▸ Work item: For this exercise, set down all the records exactly as given.
(Beginning of Records shown)
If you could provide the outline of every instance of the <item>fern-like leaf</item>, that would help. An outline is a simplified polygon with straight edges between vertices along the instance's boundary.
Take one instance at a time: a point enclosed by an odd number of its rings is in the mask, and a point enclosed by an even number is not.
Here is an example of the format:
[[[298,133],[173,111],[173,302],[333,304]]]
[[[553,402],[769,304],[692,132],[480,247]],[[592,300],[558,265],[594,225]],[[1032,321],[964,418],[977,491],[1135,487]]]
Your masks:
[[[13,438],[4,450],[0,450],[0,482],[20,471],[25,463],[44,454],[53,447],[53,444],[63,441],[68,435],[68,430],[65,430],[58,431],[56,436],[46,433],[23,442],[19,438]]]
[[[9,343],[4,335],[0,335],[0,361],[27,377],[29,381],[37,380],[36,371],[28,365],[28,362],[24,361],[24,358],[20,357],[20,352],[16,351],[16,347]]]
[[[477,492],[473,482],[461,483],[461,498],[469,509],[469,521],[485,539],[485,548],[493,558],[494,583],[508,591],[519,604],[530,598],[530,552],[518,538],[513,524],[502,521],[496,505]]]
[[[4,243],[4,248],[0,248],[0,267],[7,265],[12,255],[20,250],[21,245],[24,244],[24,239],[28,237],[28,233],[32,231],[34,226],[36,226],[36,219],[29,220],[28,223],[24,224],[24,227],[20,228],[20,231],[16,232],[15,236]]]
(End of Records shown)
▸ Response:
If you could provide the outline of every instance of the <item>fern-like leaf</item>, that would help. An outline is a simplified polygon with straight edges between vertices along the instance's boundary.
Take one instance at a time: a point enclosed by an odd number of its rings is in the mask, and a point enclosed by an even number is not.
Here is an example of the format:
[[[298,133],[173,111],[173,302],[333,304]]]
[[[553,402],[769,304],[692,132],[480,247]],[[592,300],[558,265],[594,225]],[[1032,321],[964,418],[977,491],[1135,487]]]
Your masks:
[[[13,438],[4,450],[0,450],[0,482],[20,471],[25,463],[44,454],[53,447],[53,444],[63,441],[68,435],[68,430],[65,430],[58,431],[56,436],[46,433],[23,442],[19,438]]]
[[[9,343],[4,335],[0,335],[0,361],[27,377],[29,381],[37,380],[36,371],[28,365],[28,362],[24,361],[24,358],[20,357],[20,352],[16,351],[16,347]]]
[[[477,492],[473,482],[461,483],[461,498],[469,509],[469,521],[485,539],[485,548],[493,558],[494,583],[508,591],[519,604],[530,598],[530,552],[518,538],[513,524],[502,521],[496,505]]]
[[[4,243],[4,248],[0,248],[0,267],[7,265],[12,255],[20,250],[21,245],[24,244],[24,239],[28,237],[28,233],[32,231],[34,226],[36,226],[36,219],[29,220],[28,223],[24,224],[24,227],[20,228],[20,231],[16,232],[15,236]]]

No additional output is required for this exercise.